> [Goal]: Output exactly the lines from the line with "I would be grateful if you could spot the sofa armrest" through the end of the records below. Include nothing else.
##### Data listing #####
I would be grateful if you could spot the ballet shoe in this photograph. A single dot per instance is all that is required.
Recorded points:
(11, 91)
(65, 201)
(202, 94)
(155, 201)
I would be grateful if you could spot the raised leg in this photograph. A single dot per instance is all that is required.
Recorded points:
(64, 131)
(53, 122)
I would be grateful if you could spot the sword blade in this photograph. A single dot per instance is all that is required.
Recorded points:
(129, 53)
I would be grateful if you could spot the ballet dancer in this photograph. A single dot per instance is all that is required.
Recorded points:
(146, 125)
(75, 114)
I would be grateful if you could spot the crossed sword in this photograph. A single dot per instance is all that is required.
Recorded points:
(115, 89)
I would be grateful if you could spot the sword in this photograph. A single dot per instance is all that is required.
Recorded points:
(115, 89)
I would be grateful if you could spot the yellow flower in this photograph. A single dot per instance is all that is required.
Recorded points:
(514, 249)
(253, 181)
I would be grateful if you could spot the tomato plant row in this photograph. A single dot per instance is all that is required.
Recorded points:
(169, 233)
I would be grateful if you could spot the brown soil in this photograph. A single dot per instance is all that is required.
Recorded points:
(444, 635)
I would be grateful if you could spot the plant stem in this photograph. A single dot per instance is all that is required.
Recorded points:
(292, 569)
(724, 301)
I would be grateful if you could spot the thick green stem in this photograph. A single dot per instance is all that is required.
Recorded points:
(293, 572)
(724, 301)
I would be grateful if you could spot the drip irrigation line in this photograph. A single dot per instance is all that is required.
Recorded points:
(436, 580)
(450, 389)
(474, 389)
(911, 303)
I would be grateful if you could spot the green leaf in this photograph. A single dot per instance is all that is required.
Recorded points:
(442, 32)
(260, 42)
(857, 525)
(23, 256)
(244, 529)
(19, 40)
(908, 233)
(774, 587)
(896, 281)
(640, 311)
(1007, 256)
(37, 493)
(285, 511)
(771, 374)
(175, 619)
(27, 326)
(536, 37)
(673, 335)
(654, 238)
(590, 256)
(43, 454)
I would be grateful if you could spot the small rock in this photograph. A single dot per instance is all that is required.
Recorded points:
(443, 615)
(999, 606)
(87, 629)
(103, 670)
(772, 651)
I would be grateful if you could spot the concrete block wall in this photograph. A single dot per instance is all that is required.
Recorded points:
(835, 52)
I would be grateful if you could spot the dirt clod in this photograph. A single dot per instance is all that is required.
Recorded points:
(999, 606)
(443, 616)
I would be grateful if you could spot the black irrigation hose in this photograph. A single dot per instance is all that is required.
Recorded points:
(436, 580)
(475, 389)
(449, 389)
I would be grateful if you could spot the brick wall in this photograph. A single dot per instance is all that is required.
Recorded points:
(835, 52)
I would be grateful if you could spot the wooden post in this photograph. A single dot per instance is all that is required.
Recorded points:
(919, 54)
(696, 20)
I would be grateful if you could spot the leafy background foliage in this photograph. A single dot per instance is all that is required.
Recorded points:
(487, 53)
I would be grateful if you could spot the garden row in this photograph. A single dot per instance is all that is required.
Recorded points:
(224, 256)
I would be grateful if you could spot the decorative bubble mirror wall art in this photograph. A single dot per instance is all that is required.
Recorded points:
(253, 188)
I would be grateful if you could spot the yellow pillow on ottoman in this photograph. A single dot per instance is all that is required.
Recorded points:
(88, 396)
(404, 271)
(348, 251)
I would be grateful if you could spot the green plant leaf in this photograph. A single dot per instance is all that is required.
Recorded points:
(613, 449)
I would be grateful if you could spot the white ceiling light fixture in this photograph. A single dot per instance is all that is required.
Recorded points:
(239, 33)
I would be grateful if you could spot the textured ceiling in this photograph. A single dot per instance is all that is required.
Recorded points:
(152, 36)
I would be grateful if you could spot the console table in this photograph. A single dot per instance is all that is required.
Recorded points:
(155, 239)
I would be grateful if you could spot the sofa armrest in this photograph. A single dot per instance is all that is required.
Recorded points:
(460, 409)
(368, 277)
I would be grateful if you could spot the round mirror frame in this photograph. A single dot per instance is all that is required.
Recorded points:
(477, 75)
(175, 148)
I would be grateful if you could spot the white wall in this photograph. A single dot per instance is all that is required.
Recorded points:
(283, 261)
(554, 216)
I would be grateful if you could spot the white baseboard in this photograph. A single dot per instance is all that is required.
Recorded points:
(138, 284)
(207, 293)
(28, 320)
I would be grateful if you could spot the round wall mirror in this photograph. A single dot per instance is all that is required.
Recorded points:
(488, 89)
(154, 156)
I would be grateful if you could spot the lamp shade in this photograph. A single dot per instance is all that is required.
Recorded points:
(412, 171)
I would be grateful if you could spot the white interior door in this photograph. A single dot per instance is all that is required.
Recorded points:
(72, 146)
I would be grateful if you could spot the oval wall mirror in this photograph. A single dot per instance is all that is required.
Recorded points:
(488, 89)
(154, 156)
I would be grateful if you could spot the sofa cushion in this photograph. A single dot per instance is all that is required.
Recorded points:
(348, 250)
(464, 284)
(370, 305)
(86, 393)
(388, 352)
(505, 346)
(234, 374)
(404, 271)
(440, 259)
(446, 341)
#####
> [Exercise answer]:
I would be grateful if you could spot the sofa armrest in this photograph. A single dot per instance is all that is required.
Recorded points:
(460, 409)
(368, 277)
I would be grateful if you could spot the round mirror frame in this photograph. A single dot per instance is all that is required.
Recorded points:
(477, 75)
(175, 148)
I would be grateful if you could spot the white wall in this photograph. A single dot per instance is all that is required.
Recorded points:
(283, 261)
(554, 216)
I would be grateful if you could spot the white baseboard in this photograph. A single dot per instance is all that is required.
Recorded points:
(138, 284)
(207, 293)
(28, 320)
I would be grateful if you could spot the round wall mirror in this photograph. A single dot per instance is all that is required.
Recorded points:
(488, 89)
(154, 156)
I would be grateful if you could spot the lamp shade in this photograph. A single dot per instance is all that is required.
Recorded points:
(412, 171)
I would be grateful if you could spot the white interior door in this photograph. A single dot per instance is all that is required.
Recorded points:
(72, 146)
I would be grateful if you could spot the oval wall mirror in this photograph. A single dot per instance is all that is required.
Recorded points:
(488, 89)
(154, 156)
I would be grateful if you could spot the sofa cushion in this photograph. A single dot per instance is all that is required.
Recorded points:
(348, 250)
(464, 284)
(370, 305)
(86, 393)
(388, 352)
(505, 346)
(234, 374)
(404, 271)
(440, 259)
(446, 341)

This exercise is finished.